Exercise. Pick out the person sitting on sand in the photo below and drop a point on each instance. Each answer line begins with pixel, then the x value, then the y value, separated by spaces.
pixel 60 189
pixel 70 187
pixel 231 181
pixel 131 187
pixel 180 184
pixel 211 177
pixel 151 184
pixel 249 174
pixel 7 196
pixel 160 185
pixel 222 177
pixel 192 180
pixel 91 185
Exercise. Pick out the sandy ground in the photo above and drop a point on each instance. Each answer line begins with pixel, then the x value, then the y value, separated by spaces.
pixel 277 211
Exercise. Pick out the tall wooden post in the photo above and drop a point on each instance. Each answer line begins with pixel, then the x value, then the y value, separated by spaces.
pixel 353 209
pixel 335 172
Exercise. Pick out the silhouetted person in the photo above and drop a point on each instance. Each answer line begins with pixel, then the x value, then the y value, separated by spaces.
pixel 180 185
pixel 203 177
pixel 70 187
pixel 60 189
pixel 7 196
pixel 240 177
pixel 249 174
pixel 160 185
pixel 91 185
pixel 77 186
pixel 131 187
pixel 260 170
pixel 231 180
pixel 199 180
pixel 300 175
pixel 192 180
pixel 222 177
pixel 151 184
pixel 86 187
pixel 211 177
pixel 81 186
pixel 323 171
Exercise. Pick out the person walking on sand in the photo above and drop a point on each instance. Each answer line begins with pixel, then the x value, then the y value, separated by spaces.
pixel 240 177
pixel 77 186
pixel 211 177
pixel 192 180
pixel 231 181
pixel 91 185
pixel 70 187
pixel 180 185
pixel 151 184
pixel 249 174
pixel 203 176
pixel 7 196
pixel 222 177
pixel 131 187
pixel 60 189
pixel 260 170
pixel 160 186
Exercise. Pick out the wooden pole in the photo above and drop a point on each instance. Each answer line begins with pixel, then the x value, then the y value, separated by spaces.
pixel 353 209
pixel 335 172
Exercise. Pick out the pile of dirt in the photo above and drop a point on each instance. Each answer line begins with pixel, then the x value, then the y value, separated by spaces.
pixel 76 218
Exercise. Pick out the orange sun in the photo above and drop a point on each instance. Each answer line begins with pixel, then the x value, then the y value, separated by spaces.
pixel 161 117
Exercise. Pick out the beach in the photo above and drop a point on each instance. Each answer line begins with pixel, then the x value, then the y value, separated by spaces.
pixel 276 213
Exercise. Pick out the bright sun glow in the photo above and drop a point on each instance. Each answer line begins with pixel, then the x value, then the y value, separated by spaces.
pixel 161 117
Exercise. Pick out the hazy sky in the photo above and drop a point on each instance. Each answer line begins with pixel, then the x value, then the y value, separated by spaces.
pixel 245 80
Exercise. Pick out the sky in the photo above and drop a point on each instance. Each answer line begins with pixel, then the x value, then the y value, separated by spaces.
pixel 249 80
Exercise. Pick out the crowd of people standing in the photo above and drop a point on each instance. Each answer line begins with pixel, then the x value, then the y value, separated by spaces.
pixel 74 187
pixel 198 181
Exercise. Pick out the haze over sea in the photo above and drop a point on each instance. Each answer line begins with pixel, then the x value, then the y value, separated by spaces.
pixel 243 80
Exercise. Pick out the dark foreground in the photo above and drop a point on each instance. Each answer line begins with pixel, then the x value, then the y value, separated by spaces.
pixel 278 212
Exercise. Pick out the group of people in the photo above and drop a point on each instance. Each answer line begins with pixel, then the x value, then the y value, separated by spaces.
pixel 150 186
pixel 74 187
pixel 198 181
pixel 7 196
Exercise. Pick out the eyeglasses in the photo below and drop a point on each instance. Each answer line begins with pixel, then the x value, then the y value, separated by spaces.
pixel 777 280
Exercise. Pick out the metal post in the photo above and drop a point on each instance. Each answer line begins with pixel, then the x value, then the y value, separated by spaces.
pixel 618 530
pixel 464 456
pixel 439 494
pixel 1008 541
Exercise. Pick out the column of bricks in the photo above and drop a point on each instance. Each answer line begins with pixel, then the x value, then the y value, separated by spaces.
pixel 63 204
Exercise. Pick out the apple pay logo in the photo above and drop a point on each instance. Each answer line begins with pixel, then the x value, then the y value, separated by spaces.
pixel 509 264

====

• _ACTIVITY_
What you return must match the data line for line.

• _TASK OUTPUT_
Exercise. Pick out the person sitting on sand in the photo below and drop a point on each instance. Each answer line begins with pixel, then the x value, then the y value, separated by spaces.
pixel 60 189
pixel 70 187
pixel 231 181
pixel 131 187
pixel 180 184
pixel 211 177
pixel 151 184
pixel 249 174
pixel 7 196
pixel 160 185
pixel 222 177
pixel 192 180
pixel 91 185
Exercise. Pick out the sandy ground in the photo above and drop a point on each instance. Each answer line begins with pixel, then the x value, then the y value, separated by spaces.
pixel 277 211
Exercise. Pick out the tall wooden post in the photo above and drop a point on each instance. Each answer line begins with pixel, then the x value, then the y value, separated by spaces.
pixel 353 209
pixel 335 172
Exercise. Pick out the silhouetted person in the photo above and drop a point on each instance. Each answer line begins with pixel, then the x value, then the y value, separated by spaces.
pixel 180 185
pixel 203 177
pixel 70 187
pixel 60 189
pixel 7 196
pixel 240 177
pixel 249 174
pixel 160 185
pixel 91 185
pixel 77 186
pixel 131 187
pixel 260 170
pixel 231 180
pixel 199 180
pixel 300 175
pixel 192 180
pixel 222 177
pixel 151 184
pixel 86 187
pixel 211 177
pixel 81 186
pixel 323 171
Exercise. Pick out the person walking on sand in the photo above and drop a point on each instance. Each answer line begins with pixel, then the x value, then the y value, separated by spaces.
pixel 240 177
pixel 77 186
pixel 211 177
pixel 192 180
pixel 231 181
pixel 91 185
pixel 70 187
pixel 180 185
pixel 151 184
pixel 249 174
pixel 203 176
pixel 7 196
pixel 222 177
pixel 131 187
pixel 60 189
pixel 260 170
pixel 160 186
Exercise. Pick out the wooden pole in the photo above and drop a point on each instance. Each answer line begins with pixel, then the x value, then the y value, separated by spaces.
pixel 353 209
pixel 335 172
Exercise. Pick out the pile of dirt in the photo above and drop a point on each instance. Each answer line begins with pixel, then the x value, then the y value, separated by spaces.
pixel 76 218
Exercise. Pick out the orange sun in the photo above and drop a point on each instance. Each answer line begins with pixel, then the x value, then the y value, separated by spaces.
pixel 161 117
Exercise. Pick out the beach in the photo above and drop a point on each instance. Each answer line begins with pixel, then the x value, then the y value, separated by spaces.
pixel 276 213
Exercise. Pick out the bright sun glow in the photo above and drop a point on each instance. Each answer line begins with pixel, then the x value, then the y value, separated by spaces.
pixel 161 117
Exercise. Pick out the hazy sky in the photo above and drop a point on each instance. Each answer line begins with pixel, then the x value, then the y value, separated by spaces.
pixel 245 80
Exercise. Pick out the sky in the photo above and drop a point on each instance. Each answer line begins with pixel, then the x value, then the y value, separated by spaces.
pixel 249 80
Exercise. Pick out the crowd of people standing in the photo above and drop a point on each instance. Each answer line begins with pixel, then the x value, then the y value, separated by spaces.
pixel 74 187
pixel 198 181
Exercise. Pick out the haze over sea in the photo above and drop a point on each instance. Each answer line begins with pixel, then the x value, then the y value, separated by spaces.
pixel 243 80
Exercise. Pick out the dark foreground in the photo above and drop a point on each instance. Each answer line begins with pixel, then the x value, then the y value, separated by spaces.
pixel 278 212
Exercise. Pick out the group of people in the photo above and drop a point on each instance. Each answer line begins with pixel, then the x value, then the y value, separated by spaces.
pixel 150 186
pixel 74 187
pixel 198 181
pixel 7 196
Exercise. Pick out the eyeglasses in the photo below and drop a point on each instance. Each answer line begins with pixel, then the x value, then the y value, separated by spaces.
pixel 777 280
Exercise. Pick out the metal post in the photo above and drop a point on each instance. Each answer line begins with pixel, then the x value, then the y value, separated by spaces.
pixel 618 530
pixel 464 456
pixel 439 494
pixel 1008 541
Exercise. Pick out the column of bricks in the photo above and drop a point on each instance. Each answer line begins with pixel, then the x value, then the y value, separated by spaces.
pixel 63 204
Exercise. Pick out the apple pay logo in the photo above and drop a point on each instance. Each answer line begins with pixel, then the x value, then the y value, separated by spaces.
pixel 509 264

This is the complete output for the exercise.